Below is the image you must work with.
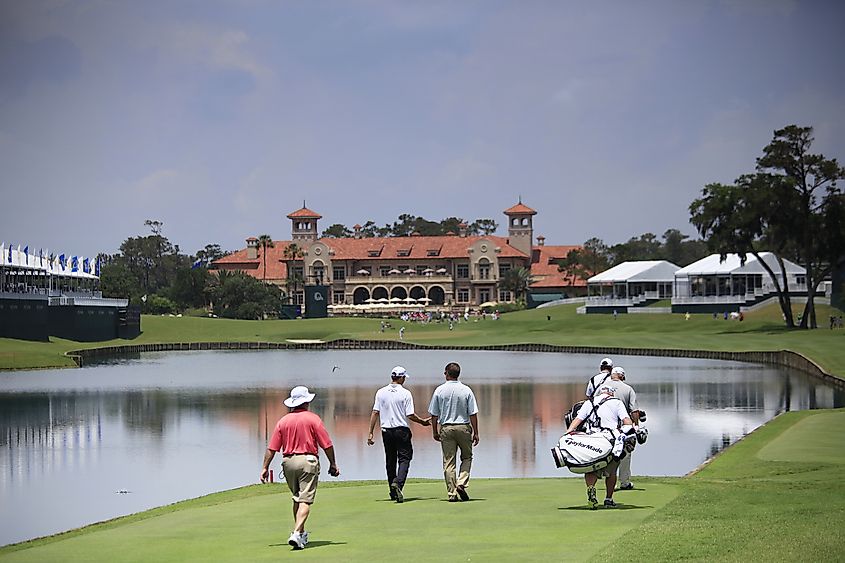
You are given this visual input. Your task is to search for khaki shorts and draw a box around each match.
[596,459,619,478]
[282,454,320,504]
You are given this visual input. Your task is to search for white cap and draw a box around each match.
[285,385,315,408]
[596,383,616,396]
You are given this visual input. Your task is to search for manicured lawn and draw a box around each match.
[0,409,845,561]
[0,305,845,377]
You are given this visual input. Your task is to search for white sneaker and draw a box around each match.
[288,531,305,549]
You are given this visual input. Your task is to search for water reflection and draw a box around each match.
[0,351,843,544]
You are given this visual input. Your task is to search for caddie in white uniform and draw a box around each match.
[567,380,631,509]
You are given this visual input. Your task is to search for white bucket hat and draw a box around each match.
[285,385,315,408]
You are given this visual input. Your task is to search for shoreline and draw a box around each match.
[65,339,845,390]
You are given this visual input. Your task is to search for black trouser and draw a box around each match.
[381,426,414,489]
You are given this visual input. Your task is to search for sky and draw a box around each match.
[0,0,845,256]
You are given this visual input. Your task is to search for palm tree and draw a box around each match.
[258,235,276,281]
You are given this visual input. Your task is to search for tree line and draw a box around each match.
[99,225,283,319]
[558,229,710,280]
[98,125,845,328]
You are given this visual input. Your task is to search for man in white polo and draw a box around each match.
[367,366,429,502]
[584,358,613,399]
[428,362,478,502]
[567,381,631,510]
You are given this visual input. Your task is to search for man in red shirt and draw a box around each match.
[261,385,340,549]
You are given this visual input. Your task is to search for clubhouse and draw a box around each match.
[211,201,586,309]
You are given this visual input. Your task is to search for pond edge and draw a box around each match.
[65,339,845,390]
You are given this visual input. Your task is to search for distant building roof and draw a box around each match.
[288,207,323,219]
[505,201,537,215]
[320,235,526,261]
[587,260,681,284]
[530,245,587,289]
[675,252,806,276]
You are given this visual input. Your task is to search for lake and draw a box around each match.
[0,350,845,545]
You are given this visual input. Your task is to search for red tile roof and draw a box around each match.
[320,235,527,261]
[214,235,587,289]
[288,207,323,219]
[531,245,587,289]
[213,240,291,282]
[505,201,537,215]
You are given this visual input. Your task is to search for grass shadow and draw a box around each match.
[558,504,654,512]
[268,540,346,551]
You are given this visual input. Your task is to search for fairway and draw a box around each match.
[0,473,679,561]
[0,409,845,561]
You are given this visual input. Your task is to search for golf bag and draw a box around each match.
[552,426,637,473]
[552,430,625,473]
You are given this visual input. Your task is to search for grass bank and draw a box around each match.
[0,409,845,561]
[0,305,845,378]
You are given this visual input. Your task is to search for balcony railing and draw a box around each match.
[345,274,452,285]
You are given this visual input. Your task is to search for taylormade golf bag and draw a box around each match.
[552,428,636,473]
[552,431,619,473]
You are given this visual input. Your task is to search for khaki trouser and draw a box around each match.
[440,424,472,498]
[282,454,320,504]
[619,453,633,487]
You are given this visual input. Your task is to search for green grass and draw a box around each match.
[6,305,845,377]
[597,409,845,561]
[0,409,845,562]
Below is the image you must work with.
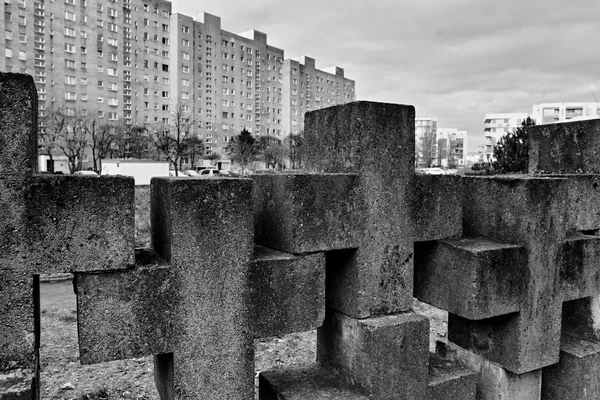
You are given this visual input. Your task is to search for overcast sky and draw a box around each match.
[172,0,600,151]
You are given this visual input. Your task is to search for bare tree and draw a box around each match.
[38,106,68,170]
[84,118,120,172]
[147,103,194,176]
[284,131,304,168]
[56,111,88,173]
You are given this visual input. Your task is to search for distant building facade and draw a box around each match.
[415,117,438,168]
[0,0,356,166]
[531,102,600,125]
[482,113,529,161]
[437,128,467,168]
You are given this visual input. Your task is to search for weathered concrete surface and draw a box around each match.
[542,335,600,400]
[415,237,527,319]
[258,364,369,400]
[75,249,173,364]
[0,73,37,388]
[562,294,600,342]
[529,119,600,174]
[0,369,37,400]
[27,175,134,273]
[317,310,429,400]
[429,353,477,400]
[557,233,600,301]
[436,342,542,400]
[151,178,254,399]
[412,174,463,242]
[305,102,415,318]
[252,173,361,254]
[248,246,325,337]
[448,176,567,374]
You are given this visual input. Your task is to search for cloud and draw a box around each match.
[174,0,600,150]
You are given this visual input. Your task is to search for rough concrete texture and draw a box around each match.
[317,309,429,400]
[151,178,254,399]
[557,233,600,301]
[436,342,542,400]
[412,174,463,242]
[529,119,600,174]
[429,353,477,400]
[258,364,369,400]
[304,102,415,318]
[415,237,527,319]
[562,295,600,342]
[0,369,37,400]
[458,176,568,374]
[75,249,175,364]
[252,173,361,254]
[542,335,600,400]
[561,175,600,232]
[27,175,134,273]
[0,73,37,371]
[248,246,325,338]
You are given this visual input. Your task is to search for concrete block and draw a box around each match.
[529,119,600,174]
[438,343,542,400]
[429,353,477,400]
[317,310,429,400]
[557,234,600,301]
[0,72,37,372]
[258,364,369,400]
[460,176,568,374]
[0,369,34,400]
[560,175,600,232]
[304,102,415,318]
[252,173,361,254]
[27,175,135,273]
[75,250,173,364]
[542,335,600,400]
[415,237,527,319]
[413,174,463,242]
[151,178,254,400]
[249,246,325,338]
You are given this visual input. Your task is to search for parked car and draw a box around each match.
[200,169,223,178]
[73,171,98,176]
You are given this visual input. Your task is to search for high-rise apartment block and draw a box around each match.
[0,0,356,161]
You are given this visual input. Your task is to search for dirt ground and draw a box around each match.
[40,281,447,400]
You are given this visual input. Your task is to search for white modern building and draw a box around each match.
[482,113,529,161]
[531,102,600,125]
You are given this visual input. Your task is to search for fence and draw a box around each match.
[0,74,600,400]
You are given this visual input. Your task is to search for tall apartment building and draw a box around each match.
[283,56,356,135]
[0,0,171,131]
[415,117,438,168]
[531,102,600,125]
[437,128,467,168]
[0,0,355,164]
[483,113,529,161]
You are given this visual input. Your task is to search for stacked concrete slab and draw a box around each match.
[0,70,600,400]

» Task objective
Convert every line of the entries above into a Markdown table with a Number column and a Content column. Skip blank lines and leave out the pictures.

» Full solution
| Number | Content |
|---|---|
| 1 | Below is the image you must work with. |
| 2 | You are given this visual input. Your task is to search for khaki shorts and draw a box around each match. |
| 3 | [596,459,619,478] |
| 4 | [282,454,320,504] |
| 5 | You are given this visual input. Your task is to search for white cap and draw a box around each match. |
| 6 | [285,385,315,408] |
| 7 | [596,383,616,396] |
| 8 | You are given this visual input. Your task is to search for manicured lawn and draw a box around each match. |
| 9 | [0,409,845,561] |
| 10 | [0,305,845,377] |
| 11 | You are given this visual input. Your task is to search for white sneaker and draw a box around each match. |
| 12 | [288,531,305,549] |
| 13 | You are given this visual input. Your task is to search for water reflection and draw a box around each match. |
| 14 | [0,351,843,544] |
| 15 | You are given this visual input. Your task is to search for caddie in white uniform and draw a box around each match. |
| 16 | [567,380,631,509] |
| 17 | You are given this visual input. Your task is to search for white bucket hat and draw a box around each match. |
| 18 | [285,385,315,408] |
| 19 | You are given this visual input. Your task is to search for shoreline and draw a box around each match. |
| 20 | [65,339,845,390] |
| 21 | You are given this visual input. Your task is to search for black trouser and draw a box around each match. |
| 22 | [381,426,414,489] |
| 23 | You are given this visual input. Your task is to search for sky and draw a box around each match. |
| 24 | [0,0,845,256] |
| 25 | You are given this visual input. Your task is to search for palm tree and draw a box around each match. |
| 26 | [258,235,276,281] |
| 27 | You are given this visual input. Your task is to search for tree line and draw a box around each match. |
| 28 | [99,225,283,319] |
| 29 | [558,229,710,280] |
| 30 | [98,125,845,328] |
| 31 | You are given this visual input. Your task is to search for man in white polo and draw a box around each match. |
| 32 | [367,366,429,502] |
| 33 | [584,358,613,399] |
| 34 | [428,362,478,502] |
| 35 | [567,381,631,510] |
| 36 | You are given this visual input. Your task is to search for man in red shirt and draw a box around each match. |
| 37 | [261,385,340,549] |
| 38 | You are given this visual input. Your task is to search for clubhouse and draw a box around each match. |
| 39 | [211,201,586,309] |
| 40 | You are given this visual input. Your task is to search for pond edge and draw a box around each match. |
| 41 | [65,339,845,390] |
| 42 | You are given this visual input. Your task is to search for distant building roof and draw a box around each match. |
| 43 | [288,207,323,219] |
| 44 | [505,201,537,215] |
| 45 | [320,235,526,261] |
| 46 | [587,260,681,284] |
| 47 | [530,245,587,289] |
| 48 | [675,252,806,276] |
| 49 | You are given this visual input. Your task is to search for lake and draw a box around each match. |
| 50 | [0,350,845,545] |
| 51 | You are given this visual input. Your task is to search for red tile roof and draw a box around each match. |
| 52 | [320,235,527,261] |
| 53 | [214,235,587,289] |
| 54 | [288,207,323,219] |
| 55 | [531,245,587,289] |
| 56 | [213,240,291,282] |
| 57 | [505,201,537,215] |
| 58 | You are given this visual input. Your task is to search for grass shadow and draw a box around each match. |
| 59 | [558,504,654,512] |
| 60 | [268,540,346,551] |
| 61 | You are given this visual input. Your task is to search for fairway and draw a box around each match. |
| 62 | [0,473,679,561] |
| 63 | [0,409,845,561] |
| 64 | You are given this visual input. Your task is to search for golf bag and draw a box around each match. |
| 65 | [552,426,637,473] |
| 66 | [552,430,625,473] |
| 67 | You are given this visual input. Your task is to search for grass bank and draw a box around each match. |
| 68 | [0,409,845,561] |
| 69 | [0,305,845,378] |
| 70 | You are given this visual input. Your task is to search for balcony railing and draw a box around each match. |
| 71 | [345,274,452,285] |
| 72 | You are given this visual input. Your task is to search for taylormade golf bag and draw a box around each match. |
| 73 | [552,428,636,473] |
| 74 | [552,431,619,473] |
| 75 | You are given this visual input. Your task is to search for khaki trouser and draw a box around each match. |
| 76 | [440,424,472,498] |
| 77 | [282,454,320,504] |
| 78 | [619,453,633,487] |
| 79 | You are given this visual input. Your task is to search for green grass and draw a box around each match. |
| 80 | [6,305,845,377] |
| 81 | [597,409,845,561] |
| 82 | [0,409,845,562] |
| 83 | Below is the image you must work with. |
| 84 | You are given this visual input. Your task is to search for overcast sky and draw a box around each match. |
| 85 | [172,0,600,151] |
| 86 | You are given this visual input. Your task is to search for bare tree and draw a box around each match. |
| 87 | [38,106,68,170] |
| 88 | [84,118,120,172] |
| 89 | [147,103,194,176] |
| 90 | [284,131,304,168] |
| 91 | [56,111,88,173] |
| 92 | You are given this visual input. Your task is to search for distant building facade and draw a box around each match. |
| 93 | [415,117,438,168] |
| 94 | [0,0,356,166] |
| 95 | [531,102,600,125] |
| 96 | [482,113,529,161] |
| 97 | [437,128,467,168] |
| 98 | You are given this visual input. Your task is to search for weathered concrete surface and draw a box around each match. |
| 99 | [542,335,600,400] |
| 100 | [415,237,527,319] |
| 101 | [258,364,369,400] |
| 102 | [75,249,173,364] |
| 103 | [0,73,37,388] |
| 104 | [562,294,600,342] |
| 105 | [529,119,600,174] |
| 106 | [0,369,37,400] |
| 107 | [27,175,134,273] |
| 108 | [317,310,429,400] |
| 109 | [429,353,477,400] |
| 110 | [557,233,600,301] |
| 111 | [436,342,542,400] |
| 112 | [151,178,254,399] |
| 113 | [412,174,463,242] |
| 114 | [305,102,415,318] |
| 115 | [252,173,361,254] |
| 116 | [248,246,325,337] |
| 117 | [448,176,567,374] |
| 118 | You are given this visual input. Your task is to search for cloud and draw a box around each match. |
| 119 | [174,0,600,150] |
| 120 | You are given this visual input. Your task is to search for rough concrete texture and draw a box around each match. |
| 121 | [317,309,429,400] |
| 122 | [151,178,254,399] |
| 123 | [557,233,600,301] |
| 124 | [436,342,542,400] |
| 125 | [412,174,463,242] |
| 126 | [529,119,600,174] |
| 127 | [429,353,477,400] |
| 128 | [258,364,369,400] |
| 129 | [304,102,415,318] |
| 130 | [415,237,527,319] |
| 131 | [562,295,600,342] |
| 132 | [0,369,37,400] |
| 133 | [458,176,568,374] |
| 134 | [75,249,175,364] |
| 135 | [252,173,361,254] |
| 136 | [542,335,600,400] |
| 137 | [561,175,600,232] |
| 138 | [27,175,134,273] |
| 139 | [0,73,37,371] |
| 140 | [248,246,325,338] |
| 141 | You are given this visual input. Your task is to search for concrete block and draw a box around each match. |
| 142 | [529,119,600,174] |
| 143 | [438,343,542,400] |
| 144 | [429,353,477,400] |
| 145 | [317,310,429,400] |
| 146 | [557,234,600,301] |
| 147 | [0,72,37,372] |
| 148 | [258,364,369,400] |
| 149 | [460,176,568,374] |
| 150 | [0,369,34,400] |
| 151 | [560,175,600,232] |
| 152 | [304,102,415,318] |
| 153 | [252,173,361,254] |
| 154 | [27,175,135,273] |
| 155 | [75,250,173,364] |
| 156 | [542,335,600,400] |
| 157 | [415,237,527,319] |
| 158 | [413,174,463,242] |
| 159 | [151,178,254,400] |
| 160 | [249,246,325,338] |
| 161 | You are given this visual input. Your task is to search for parked car and draw a box around each match. |
| 162 | [200,169,223,178] |
| 163 | [73,171,98,176] |
| 164 | You are given this visual input. Your task is to search for high-rise apartment block and draw a box around each match. |
| 165 | [0,0,356,161] |
| 166 | You are given this visual input. Your task is to search for dirt ground and draw a box around each match. |
| 167 | [40,281,447,400] |
| 168 | You are given this visual input. Your task is to search for white modern building and draw a box around each match. |
| 169 | [482,113,529,161] |
| 170 | [531,102,600,125] |
| 171 | You are given this visual input. Your task is to search for fence and draw a box around each match. |
| 172 | [0,74,600,400] |
| 173 | You are given this visual input. Your task is to search for tall apartment building and draw a box around each match. |
| 174 | [283,56,356,135] |
| 175 | [0,0,171,131] |
| 176 | [415,117,438,168] |
| 177 | [531,102,600,125] |
| 178 | [437,128,467,168] |
| 179 | [0,0,355,164] |
| 180 | [483,113,529,161] |
| 181 | You are given this visual input. Your task is to search for stacked concrete slab and draw a box around each match. |
| 182 | [0,70,600,400] |